▸ RECORDS FOR THE TASK:
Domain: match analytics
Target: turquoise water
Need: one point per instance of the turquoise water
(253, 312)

---

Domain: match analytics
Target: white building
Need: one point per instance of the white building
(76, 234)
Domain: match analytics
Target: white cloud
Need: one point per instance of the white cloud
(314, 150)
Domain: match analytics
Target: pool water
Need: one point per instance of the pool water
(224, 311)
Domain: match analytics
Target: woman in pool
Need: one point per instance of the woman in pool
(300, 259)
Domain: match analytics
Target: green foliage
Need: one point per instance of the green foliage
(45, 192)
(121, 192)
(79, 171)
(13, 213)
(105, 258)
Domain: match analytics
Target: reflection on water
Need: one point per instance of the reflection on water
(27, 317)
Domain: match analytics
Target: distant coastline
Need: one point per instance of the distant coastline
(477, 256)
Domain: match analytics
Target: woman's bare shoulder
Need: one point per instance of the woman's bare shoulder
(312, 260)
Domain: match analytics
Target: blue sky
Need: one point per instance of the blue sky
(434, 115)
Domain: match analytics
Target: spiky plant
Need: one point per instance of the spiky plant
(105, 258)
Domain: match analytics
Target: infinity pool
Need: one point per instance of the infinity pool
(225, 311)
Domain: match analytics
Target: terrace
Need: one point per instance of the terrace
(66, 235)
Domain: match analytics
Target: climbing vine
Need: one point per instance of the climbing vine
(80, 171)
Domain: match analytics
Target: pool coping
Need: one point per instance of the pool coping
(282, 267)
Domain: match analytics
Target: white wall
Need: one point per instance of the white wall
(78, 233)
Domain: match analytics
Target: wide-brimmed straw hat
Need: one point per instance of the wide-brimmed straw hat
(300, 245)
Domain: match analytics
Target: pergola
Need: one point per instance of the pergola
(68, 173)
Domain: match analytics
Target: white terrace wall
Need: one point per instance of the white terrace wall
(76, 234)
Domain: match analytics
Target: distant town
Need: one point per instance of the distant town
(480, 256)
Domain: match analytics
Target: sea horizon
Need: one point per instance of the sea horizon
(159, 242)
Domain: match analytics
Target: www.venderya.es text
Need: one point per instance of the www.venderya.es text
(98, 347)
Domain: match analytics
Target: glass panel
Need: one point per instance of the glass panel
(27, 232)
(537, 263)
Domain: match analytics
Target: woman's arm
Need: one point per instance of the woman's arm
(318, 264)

▸ WRITTEN PROBLEM: How many lines of the material contain the word "reflection" with matching case? Reply with the number only.

▸ EXERCISE OUTPUT: 2